**GIVEN REQUEST**
Output every record below exactly as it appears.

**RECORD SET**
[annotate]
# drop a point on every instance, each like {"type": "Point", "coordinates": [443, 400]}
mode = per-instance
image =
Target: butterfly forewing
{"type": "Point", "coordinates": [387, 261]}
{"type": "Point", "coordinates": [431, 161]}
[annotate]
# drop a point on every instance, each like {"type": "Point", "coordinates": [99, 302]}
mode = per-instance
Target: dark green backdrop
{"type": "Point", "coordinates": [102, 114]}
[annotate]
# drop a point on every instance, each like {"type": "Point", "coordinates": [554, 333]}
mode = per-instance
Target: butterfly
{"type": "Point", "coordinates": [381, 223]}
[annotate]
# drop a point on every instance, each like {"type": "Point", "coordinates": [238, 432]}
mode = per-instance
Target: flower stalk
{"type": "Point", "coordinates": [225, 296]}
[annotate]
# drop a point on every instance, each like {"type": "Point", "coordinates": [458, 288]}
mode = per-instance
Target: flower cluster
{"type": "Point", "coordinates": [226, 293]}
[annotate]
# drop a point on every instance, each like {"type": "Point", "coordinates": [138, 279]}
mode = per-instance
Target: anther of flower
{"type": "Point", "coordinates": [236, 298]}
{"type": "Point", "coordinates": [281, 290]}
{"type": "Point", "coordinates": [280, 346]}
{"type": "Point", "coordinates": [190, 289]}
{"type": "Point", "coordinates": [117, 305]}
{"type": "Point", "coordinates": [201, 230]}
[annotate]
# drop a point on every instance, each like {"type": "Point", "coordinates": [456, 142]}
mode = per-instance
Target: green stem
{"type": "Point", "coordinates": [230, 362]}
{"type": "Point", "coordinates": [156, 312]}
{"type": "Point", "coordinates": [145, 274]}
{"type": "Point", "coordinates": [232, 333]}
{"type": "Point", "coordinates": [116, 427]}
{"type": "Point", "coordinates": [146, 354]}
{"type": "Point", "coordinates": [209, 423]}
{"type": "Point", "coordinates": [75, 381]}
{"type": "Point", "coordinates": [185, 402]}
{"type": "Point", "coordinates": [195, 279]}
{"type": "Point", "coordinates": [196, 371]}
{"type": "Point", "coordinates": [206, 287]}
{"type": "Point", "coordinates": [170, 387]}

**CORRECT ANSWER**
[annotate]
# drop a point on every instance, each like {"type": "Point", "coordinates": [443, 400]}
mode = per-instance
image =
Target: butterfly forewing
{"type": "Point", "coordinates": [387, 261]}
{"type": "Point", "coordinates": [431, 161]}
[annotate]
# drop a point on every instance, each like {"type": "Point", "coordinates": [99, 302]}
mode = per-instance
Target: dark green backdrop
{"type": "Point", "coordinates": [102, 114]}
[annotate]
# drop a point on every instance, each like {"type": "Point", "coordinates": [554, 333]}
mode = per-instance
Target: butterfly
{"type": "Point", "coordinates": [381, 223]}
[annotate]
# drop a point on every instance, each like {"type": "Point", "coordinates": [238, 432]}
mode = per-instance
Target: flower stalk
{"type": "Point", "coordinates": [225, 296]}
[annotate]
# drop a point on every instance, each like {"type": "Point", "coordinates": [458, 288]}
mode = per-instance
Target: flower cluster
{"type": "Point", "coordinates": [226, 293]}
[annotate]
# drop a point on every instance, each like {"type": "Point", "coordinates": [138, 279]}
mode = per-instance
Target: anther of flower
{"type": "Point", "coordinates": [236, 298]}
{"type": "Point", "coordinates": [281, 290]}
{"type": "Point", "coordinates": [280, 346]}
{"type": "Point", "coordinates": [190, 289]}
{"type": "Point", "coordinates": [117, 305]}
{"type": "Point", "coordinates": [201, 230]}
[annotate]
# drop a point on every instance, each like {"type": "Point", "coordinates": [456, 142]}
mode = per-instance
Target: green stem
{"type": "Point", "coordinates": [230, 362]}
{"type": "Point", "coordinates": [156, 312]}
{"type": "Point", "coordinates": [145, 274]}
{"type": "Point", "coordinates": [232, 333]}
{"type": "Point", "coordinates": [116, 427]}
{"type": "Point", "coordinates": [146, 354]}
{"type": "Point", "coordinates": [209, 423]}
{"type": "Point", "coordinates": [75, 381]}
{"type": "Point", "coordinates": [185, 402]}
{"type": "Point", "coordinates": [195, 279]}
{"type": "Point", "coordinates": [196, 371]}
{"type": "Point", "coordinates": [206, 287]}
{"type": "Point", "coordinates": [170, 387]}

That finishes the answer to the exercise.